§ ACTIVITÉS
a. Dans le texte sur le myélome multiple, reprenez le passage allant de « Ce pourrait être » jusqu'à « charge des patients. » en renommant « autogreffe » en « greffe autologue ».
b. Prolongez le texte sur le myélome multiple à partir de sa dernière phrase.

+++ TEXTE DU DOCUMENT +++

Peut-on soigner le myélome multiple avec moins de chimiothérapie ? Une étude, menée avec des patients de l’Oncopole de Toulouse, le suggère. Les résultats, présentés lors du congrès international de cancérologie ASCO 2025, marquent un tournant dans la prise en charge de ce cancer du sang, deuxième le plus fréquent.
Ce pourrait être un tournant considérable dans la prise en charge du myélome multiple. Une étude, menée en partie à l’Oncopole de Toulouse, pose pour la première fois la question de l’utilité de la chimiothérapie intensive avec autogreffe : doit-elle être maintenue chez les personnes de moins de 66 ans qui répondent bien au traitement donné en première ligne ? Les résultats viennent d’être publiés dans la revue scientifique New England Journal of Medicine et ont été présentés au congrès international de cancérologie (ASCO) à Chicago. Ils pourraient s’imposer comme une nouvelle référence dans la prise en charge des patients.

+++ LIGNES AFFICHÉES +++

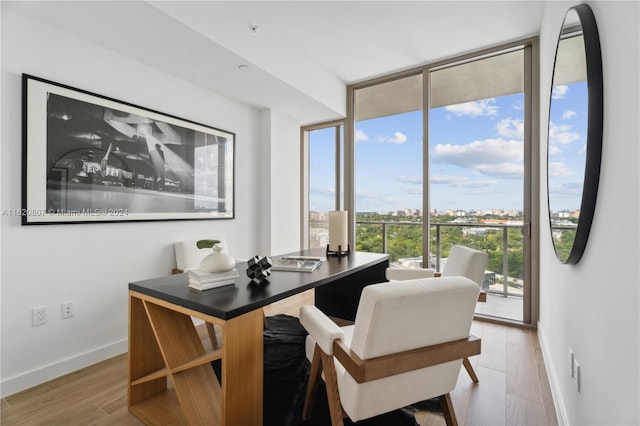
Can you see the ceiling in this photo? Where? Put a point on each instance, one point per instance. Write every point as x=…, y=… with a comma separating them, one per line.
x=299, y=55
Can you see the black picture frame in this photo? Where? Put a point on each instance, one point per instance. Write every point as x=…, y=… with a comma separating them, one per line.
x=88, y=158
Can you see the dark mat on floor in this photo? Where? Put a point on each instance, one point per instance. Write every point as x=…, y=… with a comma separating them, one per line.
x=286, y=371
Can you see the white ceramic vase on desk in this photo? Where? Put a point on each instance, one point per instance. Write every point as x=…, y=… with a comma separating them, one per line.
x=218, y=261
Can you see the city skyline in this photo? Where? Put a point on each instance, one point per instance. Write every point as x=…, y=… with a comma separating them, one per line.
x=476, y=157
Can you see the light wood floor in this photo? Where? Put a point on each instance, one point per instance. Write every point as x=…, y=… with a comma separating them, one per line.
x=513, y=388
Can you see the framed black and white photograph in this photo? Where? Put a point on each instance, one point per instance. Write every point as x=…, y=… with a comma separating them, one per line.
x=90, y=158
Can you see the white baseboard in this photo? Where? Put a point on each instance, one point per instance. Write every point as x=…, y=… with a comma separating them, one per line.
x=558, y=401
x=41, y=375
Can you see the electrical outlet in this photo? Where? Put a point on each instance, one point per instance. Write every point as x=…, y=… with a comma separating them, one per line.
x=572, y=360
x=66, y=310
x=39, y=315
x=576, y=375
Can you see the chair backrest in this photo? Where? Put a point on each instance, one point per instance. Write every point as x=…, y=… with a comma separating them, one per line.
x=401, y=274
x=466, y=262
x=188, y=255
x=405, y=315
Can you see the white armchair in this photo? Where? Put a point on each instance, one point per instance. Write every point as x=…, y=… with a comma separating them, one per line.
x=406, y=345
x=462, y=261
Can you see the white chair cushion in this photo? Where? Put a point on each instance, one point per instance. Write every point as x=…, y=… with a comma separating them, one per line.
x=403, y=315
x=401, y=274
x=399, y=316
x=466, y=262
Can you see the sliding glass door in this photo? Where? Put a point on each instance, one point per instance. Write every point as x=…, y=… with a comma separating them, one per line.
x=322, y=147
x=443, y=155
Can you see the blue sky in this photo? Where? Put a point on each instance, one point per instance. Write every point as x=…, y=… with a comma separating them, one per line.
x=476, y=156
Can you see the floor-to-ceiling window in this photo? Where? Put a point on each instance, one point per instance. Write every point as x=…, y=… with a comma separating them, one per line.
x=388, y=169
x=322, y=147
x=443, y=155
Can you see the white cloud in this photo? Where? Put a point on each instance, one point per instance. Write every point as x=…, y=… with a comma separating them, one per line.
x=511, y=128
x=569, y=189
x=557, y=168
x=491, y=157
x=361, y=136
x=554, y=150
x=417, y=180
x=484, y=107
x=562, y=134
x=398, y=138
x=373, y=199
x=558, y=92
x=323, y=191
x=460, y=181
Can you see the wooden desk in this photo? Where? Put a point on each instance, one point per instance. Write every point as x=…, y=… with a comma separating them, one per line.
x=163, y=342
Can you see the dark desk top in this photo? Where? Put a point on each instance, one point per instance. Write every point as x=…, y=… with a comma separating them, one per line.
x=233, y=300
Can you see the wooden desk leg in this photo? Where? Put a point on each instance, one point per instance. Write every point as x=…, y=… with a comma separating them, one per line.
x=242, y=370
x=144, y=354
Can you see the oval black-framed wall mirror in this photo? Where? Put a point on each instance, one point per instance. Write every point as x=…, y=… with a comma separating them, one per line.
x=574, y=146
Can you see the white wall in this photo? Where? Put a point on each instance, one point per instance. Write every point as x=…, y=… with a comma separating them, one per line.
x=280, y=206
x=593, y=307
x=92, y=264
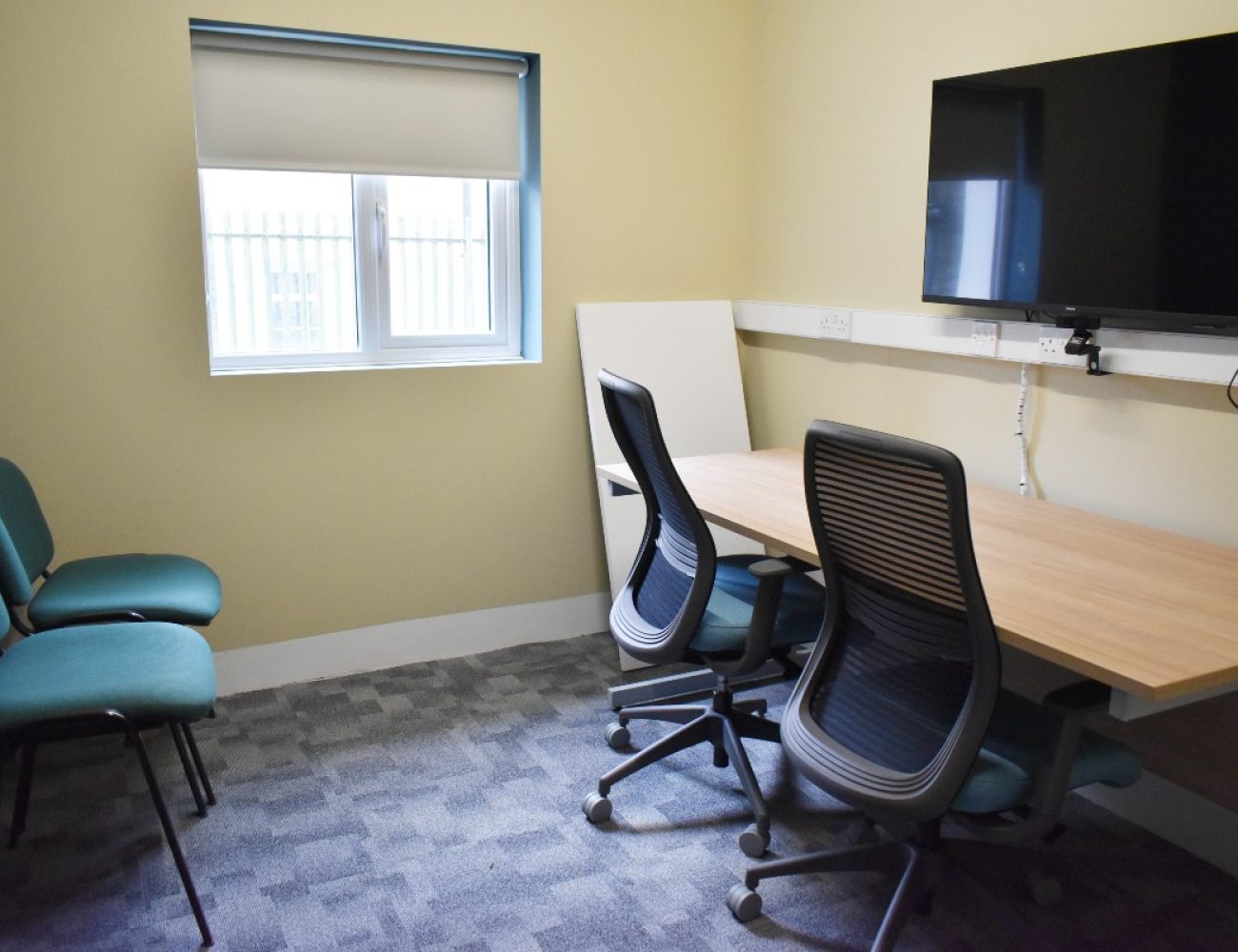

+++

§ RÉPONSES PAR NUMÉRO
a.
Ce pourrait être un tournant considérable dans la prise en charge du myélome multiple. Une étude, menée en partie à l’Oncopole de Toulouse, pose pour la première fois la question de l’utilité de la chimiothérapie intensive avec greffe autologue : doit-elle être maintenue chez les personnes de moins de 66 ans qui répondent bien au traitement donné en première ligne ? Les résultats viennent d’être publiés dans la revue scientifique New England Journal of Medicine et ont été présentés au congrès international de cancérologie (ASCO) à Chicago. Ils pourraient s’imposer comme une nouvelle référence dans la prise en charge des patients.

b.
Le myélome multiple est un cancer de la moelle osseuse qui touche, chaque année, plus de 5000 nouveaux patients en France, avec un pic d’incidence autour de 72 ans. Au cours des quinze dernières années, la survie des patients porteurs de ce cancer du sang a plus que doublé, notamment grâce à l’association de chimiothérapies intensives et d’autogreffes, un protocole largement développé par le Pr Michel Attal, ancien chef du service d’hématologie du CHU de Toulouse et ancien directeur général de l’IUCT-Oncopole.
« Aujourd’hui, la stratégie thérapeutique pour les patients jeunes, de moins de 66 ans, démarre avec l’administration de quatre médicaments (quadruplet) pendant six mois. Elle est ensuite suivie d’une chimiothérapie intensive avec une autogreffe de cellules souches, voire deux, puis d’un traitement de maintien. Mais, depuis 15 ans, de nouvelles molécules sont arrivées formant ce quadruplet, notamment en immunothérapie, et elles semblent très efficaces. Nous nous sommes donc interrogés sur l’intérêt de maintenir la deuxième phase (chimiothérapie et autogreffe) lorsque le patient répond très bien à la première, c’est-à-dire quand la maladie résiduelle est dite négative (les cellules malades ne sont plus détectables) », pose le Pr Aurore Perrot, hématologue du CHU de Toulouse à l’IUCT-Oncopole, qui a coordonné l’essai MIDAS (MInimal residual Disease Adapted Strategy) avec le Pr Cyrille Touzeau (CHU de Nantes).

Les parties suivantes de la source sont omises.